(Tujuan Anda) Tulis ulang semua baris data di bawah ini tanpa terkecuali, dan geser setiap koordinat jawaban dengan menambahkan 20 pada tiap angkanya. Gambar tidak perlu disertakan.

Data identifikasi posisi
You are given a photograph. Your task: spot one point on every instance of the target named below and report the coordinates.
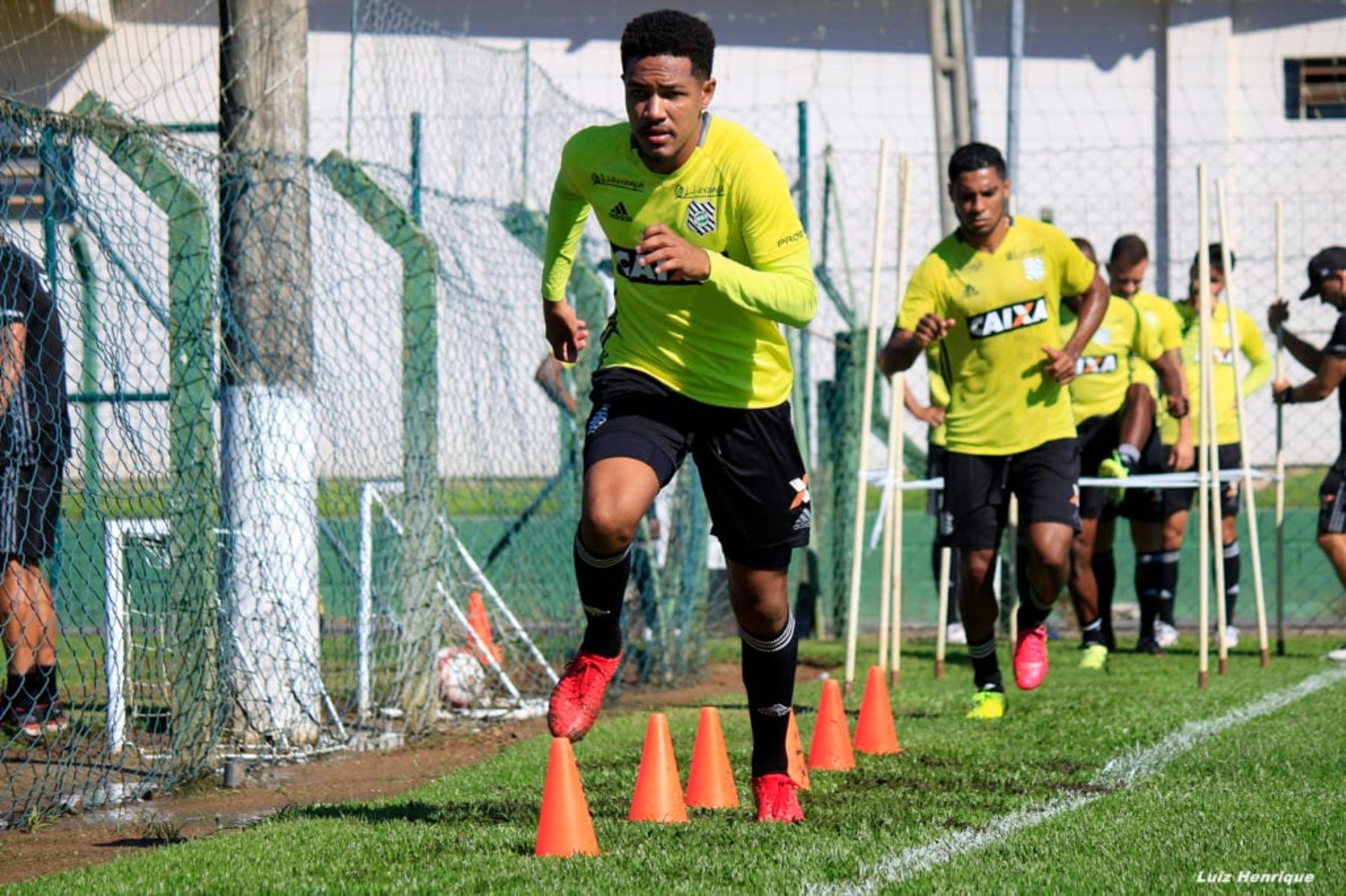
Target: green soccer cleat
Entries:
(987, 704)
(1113, 468)
(1094, 658)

(Keluaran yang Benar)
You are given a photograph. Your task: spot one point on every instance of the target named below and report the coordinates.
Target: green soccer cleat
Entries:
(1007, 724)
(1133, 488)
(1114, 678)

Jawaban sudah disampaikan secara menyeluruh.